I'd like every entry returned exactly as it is, with the images left out.

**DATA FOR PROCESSING**
○ ○ ○

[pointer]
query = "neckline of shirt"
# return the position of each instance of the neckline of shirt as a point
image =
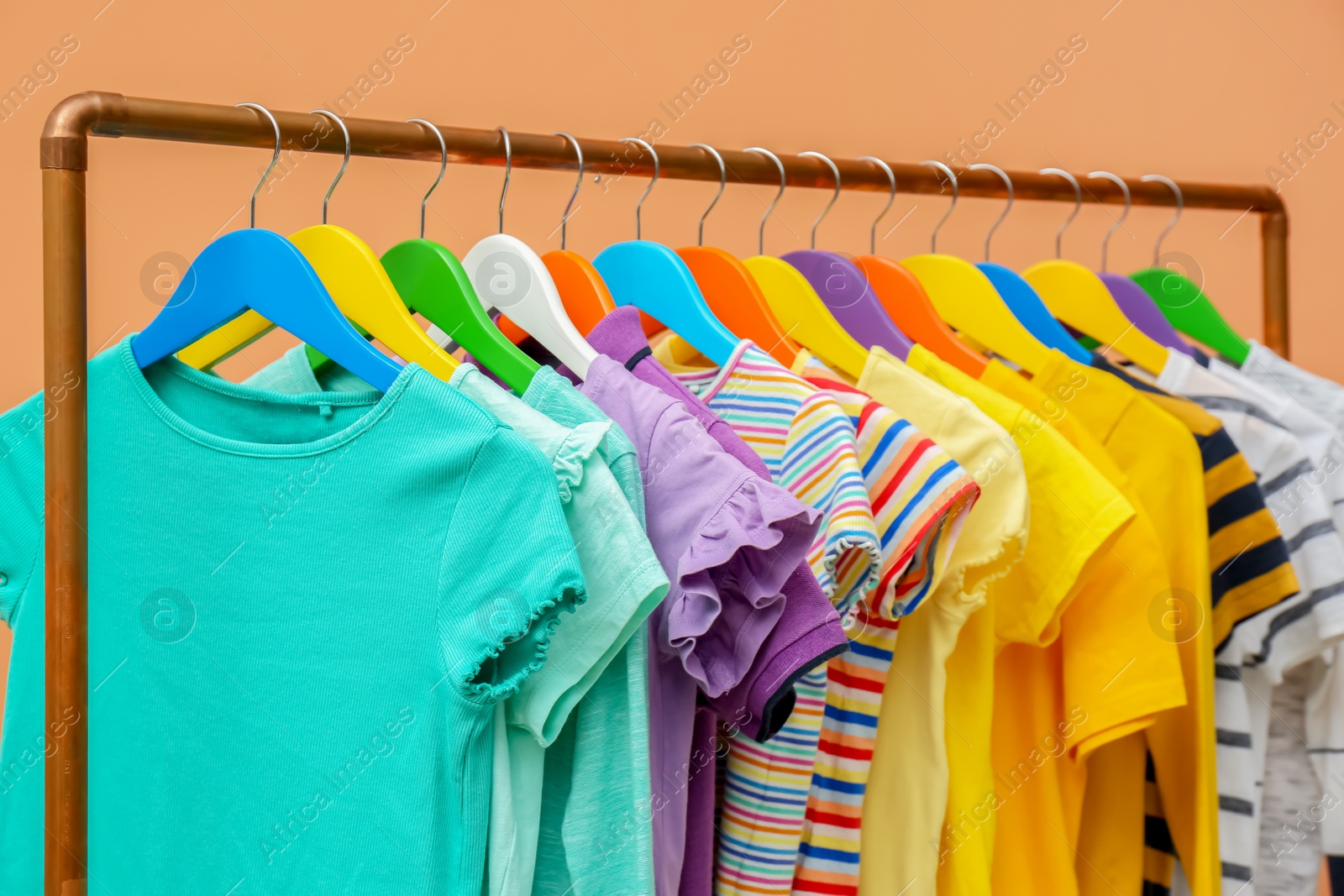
(237, 391)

○ ○ ○

**TASK RESPONSE**
[pointer]
query = "neckline of shirt"
# return the position of each instance of the neckline of shirt as a point
image =
(237, 391)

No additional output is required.